▶ [Your task]:
Set out everything from the line containing "In this exercise you will locate the vertical" down to the line containing "[(1137, 621)]", both included, as a Markdown table with the columns Number and Text, skipping any blank lines.

▶ [Information given]:
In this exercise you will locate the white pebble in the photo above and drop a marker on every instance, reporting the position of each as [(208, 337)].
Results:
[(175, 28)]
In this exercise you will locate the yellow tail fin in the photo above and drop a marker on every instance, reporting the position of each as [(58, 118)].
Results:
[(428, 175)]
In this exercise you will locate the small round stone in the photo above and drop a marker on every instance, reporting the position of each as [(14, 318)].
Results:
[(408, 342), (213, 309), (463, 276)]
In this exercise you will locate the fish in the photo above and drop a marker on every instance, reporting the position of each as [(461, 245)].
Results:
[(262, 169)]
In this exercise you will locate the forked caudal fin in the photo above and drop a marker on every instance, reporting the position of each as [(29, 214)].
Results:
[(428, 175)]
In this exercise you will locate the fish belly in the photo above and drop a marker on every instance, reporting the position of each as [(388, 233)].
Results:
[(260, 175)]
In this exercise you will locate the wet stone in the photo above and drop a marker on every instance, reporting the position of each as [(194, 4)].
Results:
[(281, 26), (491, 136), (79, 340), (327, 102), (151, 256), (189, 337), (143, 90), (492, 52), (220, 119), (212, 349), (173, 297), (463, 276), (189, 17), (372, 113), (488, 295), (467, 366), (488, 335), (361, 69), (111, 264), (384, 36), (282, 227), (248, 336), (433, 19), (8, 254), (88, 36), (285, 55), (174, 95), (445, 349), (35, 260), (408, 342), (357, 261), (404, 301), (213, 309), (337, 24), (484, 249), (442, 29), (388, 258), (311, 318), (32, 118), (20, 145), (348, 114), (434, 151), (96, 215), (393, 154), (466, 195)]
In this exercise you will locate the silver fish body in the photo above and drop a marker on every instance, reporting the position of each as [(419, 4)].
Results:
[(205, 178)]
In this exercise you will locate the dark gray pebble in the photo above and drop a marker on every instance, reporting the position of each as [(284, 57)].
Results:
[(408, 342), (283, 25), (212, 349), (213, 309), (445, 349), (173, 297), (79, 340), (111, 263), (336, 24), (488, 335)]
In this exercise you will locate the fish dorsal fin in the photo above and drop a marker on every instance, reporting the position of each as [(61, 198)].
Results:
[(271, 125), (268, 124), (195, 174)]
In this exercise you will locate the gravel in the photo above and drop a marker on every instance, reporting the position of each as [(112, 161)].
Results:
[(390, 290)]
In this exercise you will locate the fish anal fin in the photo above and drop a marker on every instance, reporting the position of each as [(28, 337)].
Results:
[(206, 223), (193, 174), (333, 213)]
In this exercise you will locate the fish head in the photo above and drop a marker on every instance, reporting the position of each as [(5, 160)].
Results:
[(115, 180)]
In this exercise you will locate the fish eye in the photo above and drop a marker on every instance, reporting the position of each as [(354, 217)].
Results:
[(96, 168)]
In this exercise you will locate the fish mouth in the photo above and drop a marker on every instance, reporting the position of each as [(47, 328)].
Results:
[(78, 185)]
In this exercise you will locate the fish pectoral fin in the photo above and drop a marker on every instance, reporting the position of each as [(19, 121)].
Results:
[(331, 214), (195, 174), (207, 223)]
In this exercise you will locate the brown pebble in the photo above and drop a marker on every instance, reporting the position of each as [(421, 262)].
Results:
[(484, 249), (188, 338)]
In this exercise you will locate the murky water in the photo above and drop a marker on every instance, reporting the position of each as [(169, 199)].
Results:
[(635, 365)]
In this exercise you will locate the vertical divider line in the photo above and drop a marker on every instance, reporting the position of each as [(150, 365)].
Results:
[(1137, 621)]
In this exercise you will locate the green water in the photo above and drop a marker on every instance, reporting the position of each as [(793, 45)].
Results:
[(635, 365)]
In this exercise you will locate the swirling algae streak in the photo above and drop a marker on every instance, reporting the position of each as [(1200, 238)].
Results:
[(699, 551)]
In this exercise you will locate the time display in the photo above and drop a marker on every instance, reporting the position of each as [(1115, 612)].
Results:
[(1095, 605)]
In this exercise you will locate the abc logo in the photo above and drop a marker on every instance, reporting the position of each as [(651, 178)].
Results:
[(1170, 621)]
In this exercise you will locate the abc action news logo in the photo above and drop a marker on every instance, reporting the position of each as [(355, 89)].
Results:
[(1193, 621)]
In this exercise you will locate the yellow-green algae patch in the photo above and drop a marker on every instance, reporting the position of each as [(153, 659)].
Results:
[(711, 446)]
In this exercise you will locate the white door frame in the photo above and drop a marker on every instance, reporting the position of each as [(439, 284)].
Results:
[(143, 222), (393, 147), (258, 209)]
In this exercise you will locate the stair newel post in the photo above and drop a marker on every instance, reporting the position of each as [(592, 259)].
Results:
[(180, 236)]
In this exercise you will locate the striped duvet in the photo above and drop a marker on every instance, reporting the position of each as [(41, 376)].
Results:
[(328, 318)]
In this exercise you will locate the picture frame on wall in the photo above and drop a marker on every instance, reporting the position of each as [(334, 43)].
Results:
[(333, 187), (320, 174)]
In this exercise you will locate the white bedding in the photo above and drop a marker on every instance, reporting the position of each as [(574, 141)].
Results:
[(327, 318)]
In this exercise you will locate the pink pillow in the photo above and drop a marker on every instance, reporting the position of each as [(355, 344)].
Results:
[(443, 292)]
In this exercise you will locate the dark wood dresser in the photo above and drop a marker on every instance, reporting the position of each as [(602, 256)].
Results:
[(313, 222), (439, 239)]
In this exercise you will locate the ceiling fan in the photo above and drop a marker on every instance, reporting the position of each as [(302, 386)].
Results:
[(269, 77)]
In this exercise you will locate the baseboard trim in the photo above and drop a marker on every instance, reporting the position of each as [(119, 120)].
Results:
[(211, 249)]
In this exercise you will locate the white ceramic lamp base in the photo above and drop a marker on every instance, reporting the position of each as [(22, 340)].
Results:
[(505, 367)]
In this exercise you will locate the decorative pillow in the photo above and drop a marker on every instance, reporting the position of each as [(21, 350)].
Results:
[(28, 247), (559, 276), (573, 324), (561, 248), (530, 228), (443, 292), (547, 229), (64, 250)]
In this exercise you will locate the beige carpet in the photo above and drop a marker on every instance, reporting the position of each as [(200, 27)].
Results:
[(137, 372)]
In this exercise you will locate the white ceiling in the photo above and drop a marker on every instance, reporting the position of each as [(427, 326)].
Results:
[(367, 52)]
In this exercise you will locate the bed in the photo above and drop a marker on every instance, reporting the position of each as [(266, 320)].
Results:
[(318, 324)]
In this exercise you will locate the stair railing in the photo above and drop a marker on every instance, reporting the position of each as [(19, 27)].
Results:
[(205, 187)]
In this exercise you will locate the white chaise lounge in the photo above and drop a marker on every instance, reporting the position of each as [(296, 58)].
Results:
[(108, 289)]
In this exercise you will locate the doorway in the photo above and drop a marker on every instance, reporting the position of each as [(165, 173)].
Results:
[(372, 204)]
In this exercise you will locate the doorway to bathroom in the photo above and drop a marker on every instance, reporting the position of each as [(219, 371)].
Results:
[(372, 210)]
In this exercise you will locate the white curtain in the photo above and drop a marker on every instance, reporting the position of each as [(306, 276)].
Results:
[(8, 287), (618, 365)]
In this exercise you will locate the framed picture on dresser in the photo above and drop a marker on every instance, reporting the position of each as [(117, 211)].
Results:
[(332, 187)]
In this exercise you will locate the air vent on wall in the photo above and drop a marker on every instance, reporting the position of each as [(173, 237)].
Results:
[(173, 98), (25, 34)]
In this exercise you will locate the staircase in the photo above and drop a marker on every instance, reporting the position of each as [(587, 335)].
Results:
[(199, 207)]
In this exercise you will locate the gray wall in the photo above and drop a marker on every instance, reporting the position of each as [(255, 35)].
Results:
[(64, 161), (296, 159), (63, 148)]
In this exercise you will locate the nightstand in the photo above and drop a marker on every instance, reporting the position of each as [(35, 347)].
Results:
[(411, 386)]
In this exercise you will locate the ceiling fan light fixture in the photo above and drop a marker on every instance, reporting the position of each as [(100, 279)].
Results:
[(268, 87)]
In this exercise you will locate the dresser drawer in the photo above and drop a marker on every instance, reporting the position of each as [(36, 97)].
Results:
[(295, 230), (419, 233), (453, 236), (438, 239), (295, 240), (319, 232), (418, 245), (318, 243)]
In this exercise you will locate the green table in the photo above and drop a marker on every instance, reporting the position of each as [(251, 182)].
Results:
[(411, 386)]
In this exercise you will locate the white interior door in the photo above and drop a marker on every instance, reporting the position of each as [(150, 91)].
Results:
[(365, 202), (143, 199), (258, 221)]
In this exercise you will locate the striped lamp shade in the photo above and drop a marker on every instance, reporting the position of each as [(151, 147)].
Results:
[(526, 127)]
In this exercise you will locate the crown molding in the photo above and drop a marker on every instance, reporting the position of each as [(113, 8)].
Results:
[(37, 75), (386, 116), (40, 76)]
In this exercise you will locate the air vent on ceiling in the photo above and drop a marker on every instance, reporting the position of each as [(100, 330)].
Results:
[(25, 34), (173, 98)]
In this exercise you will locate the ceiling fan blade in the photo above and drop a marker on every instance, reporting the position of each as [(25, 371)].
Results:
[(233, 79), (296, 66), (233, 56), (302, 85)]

▶ [Problem solution]:
| Number | Text |
|---|---|
| 1 | In this exercise you will locate the vertical divider line in the photo above and drop a marker on every instance, reporting the position of each as [(150, 365)]. |
| 2 | Results: |
| 3 | [(1137, 621)] |